Questions
A – Write out the Colorado county coronavirus text word for word, starting at "And the numbers" and ending at "were extremely modest.".
B – According to the Colorado county coronavirus text, how many counties were in the Level Red range on October 28?

Document text
Of the 64 Colorado counties, 39 now have case counts for the novel coronavirus that put them at Level Red, the new name for Stay at Home status. That includes three that hit this mark within the past 24 hours: Ouray, Custer and Huerfano.
Two weeks ago, on October 28, just eleven counties were in the Level Red range, defined by the CDPHE as new daily cases of 350 or more per 100,000 people. Over the intervening fourteen days, however, that number has more than tripled — and every major Colorado population center, including all of metro Denver and counties such as Weld, Larimer, El Paso and Mesa, are in the red.
And the numbers are increasing fast. We checked the county figures for November 10 and compared them to those from today, November 11 — and their movement over just that short span was overwhelmingly in the wrong direction. In addition to the three counties that slid into Level Red, others saw their already bad stats worsen. Denver went from 803.2 daily case counts to 823.9, Adams from 916.4 to 973.6, Arapahoe from 630.9 to 672.5, and Crowley climbed from a state high of 1856.8 to an astronomical 2039.1. And while a few counties (Washington and Kit Carson among them) saw their case counts decrease, the dips were extremely modest.

Raw data
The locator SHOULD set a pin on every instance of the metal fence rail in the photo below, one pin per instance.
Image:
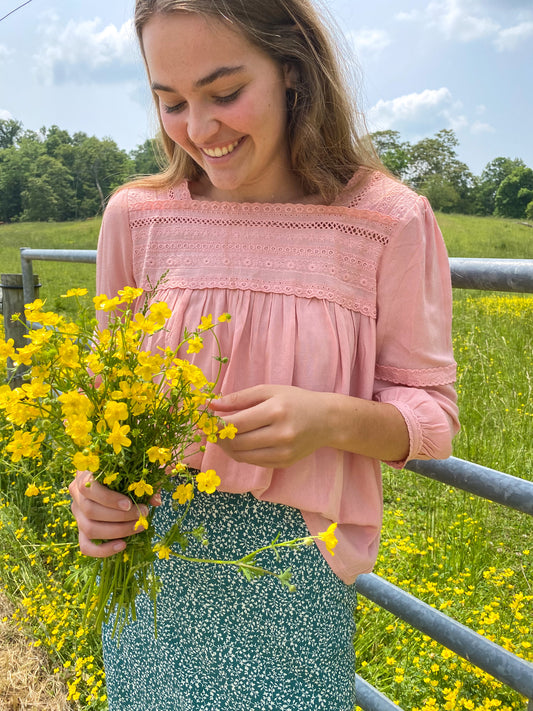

Task solutions
A –
And the numbers are increasing fast. We checked the county figures for November 10 and compared them to those from today, November 11 — and their movement over just that short span was overwhelmingly in the wrong direction. In addition to the three counties that slid into Level Red, others saw their already bad stats worsen. Denver went from 803.2 daily case counts to 823.9, Adams from 916.4 to 973.6, Arapahoe from 630.9 to 672.5, and Crowley climbed from a state high of 1856.8 to an astronomical 2039.1. And while a few counties (Washington and Kit Carson among them) saw their case counts decrease, the dips were extremely modest.

B – Eleven